--- START Passage provided ---

# NICE small homemade wind turbines



## mightybooboo (Feb 10, 2004)

I think these were made from ceiling fans but not sure.Havent had opportunity to talk to guy,its on my way to work.

Its in an area called Hesperia,they get LOTS of wind. Kind of funny,the 'special' folks tried to outlaw them 'because they are ugly'

Well the fight over em sure was,and the turbines won.Now they are sprouting like weeds,you can stand in a spot and see 20 of em,up from 2 last year! They are the nice big pro ones.

This is real clever because its small but puts out power by amt of em,I like the redundancy of having 6 of em.

It isnt perfect,I can see he is working out the bugs because some days they are all turned off,but I like it,a LOT!

Think even you Pro guys might be impressed with this setup.

Here is a tutorial on how they are made,I like the treadmill motors better myself because wiring is much easier and blades and hubs off the shelf on ebay also no motor mods like on the ceiling fans,

[ame]http://www.youtube.com/watch?v=vf923InYeH8&feature=related[/ame]

Click to enlarge


----------



## WisJim (Jan 14, 2004)

They don't seem to be up high enough to get good, steady, non-turbulent winds. And I wonder how long they will last in strong winds.


----------



## InvalidID (Feb 18, 2011)

They are high enough for the size of them. If they went up much higher those PVC blades wouldn't last an hour.

I used to make and sell small sized wind turbines to the hippies and preppers here and in Idaho. The ones pictured above are decent for a DIY project, just be prepared to do a lot of maintenance.


----------



## TNHermit (Jul 14, 2005)

I like wind but till they get the maintenance figured out they will never be mainstream. Boy worked on turbines in the fields in S CA East of LA. transmissions just won't hold up. And fixing those things 200+ ft off the ground is not fun thing.


----------



## Windy in Kansas (Jun 16, 2002)

TNHermit said:


> Boy worked on turbines in the fields in S CA East of LA. transmissions just won't hold up. And fixing those things 200+ ft off the ground is not fun thing.


There is a lot of work going on now with direct drive units in the megawatt size. A local Siemens plant here is to produce them before the end of the year in a couple of different sizes. 

http://www.hutchnews.com/Latestlocalnews/Siemens-receives-large-wind-turbine-order


----------



## Ross (May 9, 2002)

Interesting videos! Thanks for the link Booboo


----------



## Jim-mi (May 15, 2002)

Weird...........


----------



## Ross (May 9, 2002)

Jim-mi said:


> Weird...........


 Well yeah, true enough. It would make an educational science fair project for high school. Hey if at the end of the world you could build yourself a few of these you'd have a little light to read by. I may just try one for the heck of it this winter.


----------



## Jim-mi (May 15, 2002)

It sadden's me that folks just will not quit trying to make a silk purse out of a sows ear.

Ross, do your self a favor and build some thing real . .www.otherpower.com . . . .is a good place to start for a "home built".

--- END Passage provided ---
--- START Task input ---

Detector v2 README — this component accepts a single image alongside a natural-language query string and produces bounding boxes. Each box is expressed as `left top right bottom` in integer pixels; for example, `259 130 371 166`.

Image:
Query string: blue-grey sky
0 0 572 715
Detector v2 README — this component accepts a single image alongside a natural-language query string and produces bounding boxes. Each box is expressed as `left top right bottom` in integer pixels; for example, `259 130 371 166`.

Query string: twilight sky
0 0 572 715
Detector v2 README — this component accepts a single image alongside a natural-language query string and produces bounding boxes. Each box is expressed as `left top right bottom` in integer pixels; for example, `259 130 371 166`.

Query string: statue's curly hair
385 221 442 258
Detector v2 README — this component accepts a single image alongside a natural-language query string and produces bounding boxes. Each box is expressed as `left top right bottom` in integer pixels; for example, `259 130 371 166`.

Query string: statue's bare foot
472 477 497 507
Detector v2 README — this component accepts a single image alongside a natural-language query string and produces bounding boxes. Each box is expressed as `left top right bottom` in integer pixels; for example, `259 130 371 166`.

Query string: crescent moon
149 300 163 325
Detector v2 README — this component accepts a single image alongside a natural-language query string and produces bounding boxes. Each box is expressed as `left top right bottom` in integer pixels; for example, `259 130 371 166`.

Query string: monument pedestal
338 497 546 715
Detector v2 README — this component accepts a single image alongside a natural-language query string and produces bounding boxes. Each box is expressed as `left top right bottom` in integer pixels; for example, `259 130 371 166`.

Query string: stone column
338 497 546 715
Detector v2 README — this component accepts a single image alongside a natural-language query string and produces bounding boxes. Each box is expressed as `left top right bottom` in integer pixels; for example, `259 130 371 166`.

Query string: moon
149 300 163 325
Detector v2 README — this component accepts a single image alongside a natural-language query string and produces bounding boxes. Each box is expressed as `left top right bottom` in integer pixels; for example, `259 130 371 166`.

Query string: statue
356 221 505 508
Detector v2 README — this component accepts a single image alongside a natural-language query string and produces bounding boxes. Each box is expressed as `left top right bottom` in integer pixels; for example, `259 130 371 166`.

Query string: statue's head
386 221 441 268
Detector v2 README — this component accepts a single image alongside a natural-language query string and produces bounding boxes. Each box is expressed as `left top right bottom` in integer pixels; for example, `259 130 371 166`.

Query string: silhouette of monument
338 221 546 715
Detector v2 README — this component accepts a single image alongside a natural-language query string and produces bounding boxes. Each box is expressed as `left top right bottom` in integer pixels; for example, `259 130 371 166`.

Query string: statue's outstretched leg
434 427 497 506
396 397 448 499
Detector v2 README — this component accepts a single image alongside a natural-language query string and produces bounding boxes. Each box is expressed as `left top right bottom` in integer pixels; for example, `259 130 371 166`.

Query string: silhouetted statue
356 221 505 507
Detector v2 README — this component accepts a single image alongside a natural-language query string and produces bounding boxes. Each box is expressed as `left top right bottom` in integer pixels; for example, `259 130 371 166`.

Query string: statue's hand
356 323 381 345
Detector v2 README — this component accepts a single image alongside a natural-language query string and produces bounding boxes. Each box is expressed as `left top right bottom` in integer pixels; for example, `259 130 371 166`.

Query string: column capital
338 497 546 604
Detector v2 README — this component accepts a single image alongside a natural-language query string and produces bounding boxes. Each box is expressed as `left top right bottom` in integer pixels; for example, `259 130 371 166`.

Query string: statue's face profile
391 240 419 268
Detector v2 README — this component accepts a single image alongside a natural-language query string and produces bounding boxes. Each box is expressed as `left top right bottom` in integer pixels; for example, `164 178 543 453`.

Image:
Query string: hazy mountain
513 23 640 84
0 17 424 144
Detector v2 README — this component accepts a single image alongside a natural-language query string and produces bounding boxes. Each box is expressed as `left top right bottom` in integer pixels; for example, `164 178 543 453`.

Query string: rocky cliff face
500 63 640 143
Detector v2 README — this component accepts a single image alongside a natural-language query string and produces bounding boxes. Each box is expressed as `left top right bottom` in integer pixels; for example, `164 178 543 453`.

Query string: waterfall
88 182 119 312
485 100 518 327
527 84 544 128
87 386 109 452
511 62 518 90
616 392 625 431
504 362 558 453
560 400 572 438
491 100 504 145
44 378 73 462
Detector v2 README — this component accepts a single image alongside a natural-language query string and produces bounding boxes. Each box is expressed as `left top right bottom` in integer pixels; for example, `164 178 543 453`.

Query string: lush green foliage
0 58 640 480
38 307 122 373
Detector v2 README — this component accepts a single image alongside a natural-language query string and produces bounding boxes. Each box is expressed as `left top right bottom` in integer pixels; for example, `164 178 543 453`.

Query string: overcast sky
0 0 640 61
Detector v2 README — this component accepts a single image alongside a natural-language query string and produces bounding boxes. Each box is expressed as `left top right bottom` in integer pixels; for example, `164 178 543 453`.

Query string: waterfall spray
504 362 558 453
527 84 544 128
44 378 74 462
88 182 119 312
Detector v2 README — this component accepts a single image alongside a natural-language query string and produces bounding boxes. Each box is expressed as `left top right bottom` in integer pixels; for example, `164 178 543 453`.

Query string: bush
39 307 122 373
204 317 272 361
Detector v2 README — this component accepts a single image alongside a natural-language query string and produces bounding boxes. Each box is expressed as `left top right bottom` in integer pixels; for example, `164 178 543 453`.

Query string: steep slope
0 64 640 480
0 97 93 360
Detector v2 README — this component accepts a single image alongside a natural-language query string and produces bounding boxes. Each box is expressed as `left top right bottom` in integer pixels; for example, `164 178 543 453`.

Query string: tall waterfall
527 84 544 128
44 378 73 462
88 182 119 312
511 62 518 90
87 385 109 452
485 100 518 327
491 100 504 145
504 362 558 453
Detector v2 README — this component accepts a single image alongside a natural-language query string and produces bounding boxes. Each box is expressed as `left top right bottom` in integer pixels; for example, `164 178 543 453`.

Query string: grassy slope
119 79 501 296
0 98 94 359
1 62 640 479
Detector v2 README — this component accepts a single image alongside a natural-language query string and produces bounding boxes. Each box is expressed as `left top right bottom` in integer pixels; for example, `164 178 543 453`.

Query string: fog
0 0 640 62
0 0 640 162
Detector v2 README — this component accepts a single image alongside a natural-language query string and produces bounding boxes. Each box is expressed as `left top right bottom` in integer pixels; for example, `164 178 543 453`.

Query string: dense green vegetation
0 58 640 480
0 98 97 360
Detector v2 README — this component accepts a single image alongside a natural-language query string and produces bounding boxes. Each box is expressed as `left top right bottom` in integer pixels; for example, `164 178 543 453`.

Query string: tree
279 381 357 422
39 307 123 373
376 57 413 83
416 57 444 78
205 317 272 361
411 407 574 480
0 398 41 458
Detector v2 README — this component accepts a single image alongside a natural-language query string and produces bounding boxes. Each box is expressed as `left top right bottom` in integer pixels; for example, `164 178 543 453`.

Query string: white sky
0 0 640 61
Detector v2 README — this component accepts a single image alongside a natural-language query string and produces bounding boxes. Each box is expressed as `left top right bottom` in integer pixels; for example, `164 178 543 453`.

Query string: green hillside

--- END Task input ---

**Written exercise A**. Please count how many lines in the rows contain the string "moon", and reply with that number alone.
**Written exercise B**. Write the next part of the wind turbine thread, starting right after its final post.
The wind turbine thread and the rows are unrelated material.

**Final answer A**. 2

**Final answer B**.
Also those idiots who put their toys on ten foot sticks . . .way below the tree tops .. . .
shaking head at those who have blinders on and refuse to admit all the basics of wind power..........

If your going to do it . .then do it right..............


----------



## InvalidID (Feb 18, 2011)

Jim-mi said:


> It sadden's me that folks just will not quit trying to make a silk purse out of a sows ear.
> 
> Ross, do your self a favor and build some thing real . .www.otherpower.com . . . .is a good place to start for a "home built".
> 
> ...


:goodjob:


----------



## 12vman (Feb 17, 2004)

Ross said:


> Well yeah, true enough. It would make an educational science fair project for high school. Hey if at the end of the world you could build yourself a few of these you'd have a little light to read by. *I may just try one for the heck of it this winter.*



Go for it! It's simple enough and it's more than most would attempt. It could be a cool lawn ornament if nothing else.


----------



## Ross (May 9, 2002)

I have a bunch of surplus ceiling fans and my only expectation is I'll learn a little along the way. Short of electrocuting myself I see no downside!


----------



## mightybooboo (Feb 10, 2004)

Jim-mi said:


> It sadden's me that folks just will not quit trying to make a silk purse out of a sows ear.
> 
> Ross, do your self a favor and build some thing real . .www.otherpower.com . . . .is a good place to start for a "home built".
> 
> ...


And if it works and its homemade.....its wrong? Because they have a good wind and I SEE them turning,sooooo......I'll believe my own lying eyes,not what I'm told doesnt work,when it does.

Micro power ,nothing *at all *wrong with it.Except INSISTING they dont work.

You have WIND,and a small turbine that turns,IT WORKS.


----------



## mightybooboo (Feb 10, 2004)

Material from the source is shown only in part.